Exercise goal: List every line of the records that contains the string "report", matching case exactly.

Dataset excerpts:

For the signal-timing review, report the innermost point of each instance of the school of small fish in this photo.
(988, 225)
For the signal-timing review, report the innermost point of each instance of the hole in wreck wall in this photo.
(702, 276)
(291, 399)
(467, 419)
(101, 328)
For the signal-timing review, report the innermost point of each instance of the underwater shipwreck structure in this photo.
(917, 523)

* * *

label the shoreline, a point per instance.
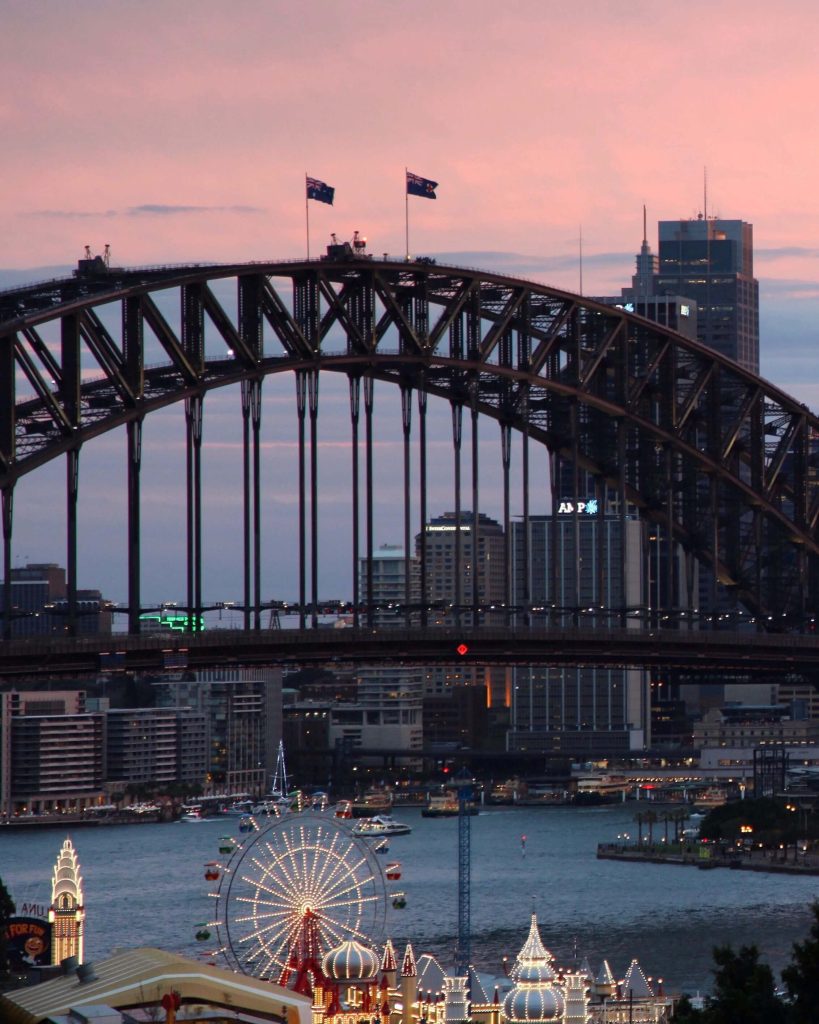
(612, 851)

Written answer:
For the signal-timing review, report the innermost point of each instance of the school of small fish in this photo.
For the signal-timing review, report the innermost point of each instance of the hole in wreck wall in this photo.
For the signal-timing review, report the innermost point of each instance of the underwater shipwreck structure in this photo.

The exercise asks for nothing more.